SOURCE INFORMATION ::
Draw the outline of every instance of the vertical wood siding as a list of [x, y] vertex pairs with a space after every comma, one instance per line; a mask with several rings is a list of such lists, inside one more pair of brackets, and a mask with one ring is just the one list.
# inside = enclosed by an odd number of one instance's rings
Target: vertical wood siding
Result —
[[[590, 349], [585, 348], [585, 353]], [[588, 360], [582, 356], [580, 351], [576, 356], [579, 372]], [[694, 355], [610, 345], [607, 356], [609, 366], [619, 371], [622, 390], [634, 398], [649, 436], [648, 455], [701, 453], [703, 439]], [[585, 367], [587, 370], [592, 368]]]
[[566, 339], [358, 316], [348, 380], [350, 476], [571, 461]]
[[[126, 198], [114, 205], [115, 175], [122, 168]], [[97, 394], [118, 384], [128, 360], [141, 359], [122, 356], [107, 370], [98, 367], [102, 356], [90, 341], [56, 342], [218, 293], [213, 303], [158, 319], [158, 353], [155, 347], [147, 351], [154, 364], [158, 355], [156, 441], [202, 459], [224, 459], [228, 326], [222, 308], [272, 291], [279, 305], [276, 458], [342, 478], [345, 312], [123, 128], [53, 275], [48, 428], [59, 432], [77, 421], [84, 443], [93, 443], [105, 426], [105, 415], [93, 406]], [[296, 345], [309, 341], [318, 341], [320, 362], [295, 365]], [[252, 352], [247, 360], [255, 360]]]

EXERCISE OBJECTIVE :: Apply a filter to the listing above so that only lines with "vertical" are kept, and copy those lines.

RESPONSE ::
Draw the outline of every instance of the vertical wood siding as a list of [x, y] vertex pairs with a space after every comma, one instance per line; a mask with several rings is a list of such lists, inside one more pair of brackets, and a mask with one ring is just the one list.
Target: vertical wood siding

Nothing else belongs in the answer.